■ **What the task requires**:
Locate each line in the listing below that contains the string "outline" and copy those lines out. Matching is case-sensitive.
□ □ □ □ □
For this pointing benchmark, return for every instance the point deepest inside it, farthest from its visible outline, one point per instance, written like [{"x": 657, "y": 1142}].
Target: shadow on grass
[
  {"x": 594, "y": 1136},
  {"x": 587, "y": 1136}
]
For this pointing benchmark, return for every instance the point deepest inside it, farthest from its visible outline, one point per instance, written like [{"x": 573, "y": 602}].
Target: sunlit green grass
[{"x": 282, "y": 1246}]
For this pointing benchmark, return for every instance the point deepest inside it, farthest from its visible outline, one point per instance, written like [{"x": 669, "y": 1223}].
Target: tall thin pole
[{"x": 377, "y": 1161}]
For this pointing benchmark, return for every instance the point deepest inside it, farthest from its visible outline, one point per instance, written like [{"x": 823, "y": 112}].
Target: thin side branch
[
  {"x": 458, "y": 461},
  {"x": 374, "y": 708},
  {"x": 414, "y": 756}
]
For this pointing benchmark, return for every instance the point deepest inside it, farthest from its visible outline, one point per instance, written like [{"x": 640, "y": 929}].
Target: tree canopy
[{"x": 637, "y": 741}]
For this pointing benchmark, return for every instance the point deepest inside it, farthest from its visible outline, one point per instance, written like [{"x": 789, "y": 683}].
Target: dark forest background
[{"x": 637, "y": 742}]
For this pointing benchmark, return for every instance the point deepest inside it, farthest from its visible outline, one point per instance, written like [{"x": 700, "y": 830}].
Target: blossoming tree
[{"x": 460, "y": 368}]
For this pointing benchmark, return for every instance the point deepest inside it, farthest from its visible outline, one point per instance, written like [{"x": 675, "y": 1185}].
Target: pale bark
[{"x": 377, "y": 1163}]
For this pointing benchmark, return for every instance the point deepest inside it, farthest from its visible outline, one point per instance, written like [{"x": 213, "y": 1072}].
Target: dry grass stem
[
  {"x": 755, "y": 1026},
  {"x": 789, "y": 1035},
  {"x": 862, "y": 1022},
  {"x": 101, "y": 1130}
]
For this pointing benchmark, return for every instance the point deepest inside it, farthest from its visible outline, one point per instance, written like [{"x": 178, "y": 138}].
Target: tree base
□ □ □ □ □
■ **Finished answer**:
For this pointing benchmark, return for every instance the point deepest inside it, farthest from its visible outline, one point per instance, written like [{"x": 657, "y": 1142}].
For this pointing benchmark, return for every instance the point deepest inside it, farthest from its visible outline, one point per instance, written like [{"x": 573, "y": 602}].
For this pointing benchmark, return for every instance the point deepest inside it, farthest from its visible outline, one point per instance, written like [{"x": 669, "y": 1223}].
For this pointing benchmark, return for every instance the point deepest inside it, farthest from its visible outline, one point per instance, written like [{"x": 823, "y": 112}].
For this pointing benchmark, return for every instance the point deepest inside it, farthest from its visible outline, one point per instance, written like [{"x": 640, "y": 929}].
For this pointing benchmark, return for every instance the point deepest inside it, farthest from its visible outline, one point per instance, written like [{"x": 789, "y": 683}].
For this pointing benchmark, return for every instance the point deepest inside it, farthest from its visible outline, one point per instance, written like [{"x": 700, "y": 830}].
For this pointing benchmark, return for every instance the point deepest inside it, farthest from its visible outline, one point per instance, written like [{"x": 675, "y": 1185}].
For this pointing benchmark, return for every instance the point deepest inside it, farthest from its visible outline, one point per instance, written like [{"x": 213, "y": 1072}].
For this pointing benchmark, return for every instance the point deepest inside it, farthest from its visible outline, one point per instance, written like [{"x": 178, "y": 138}].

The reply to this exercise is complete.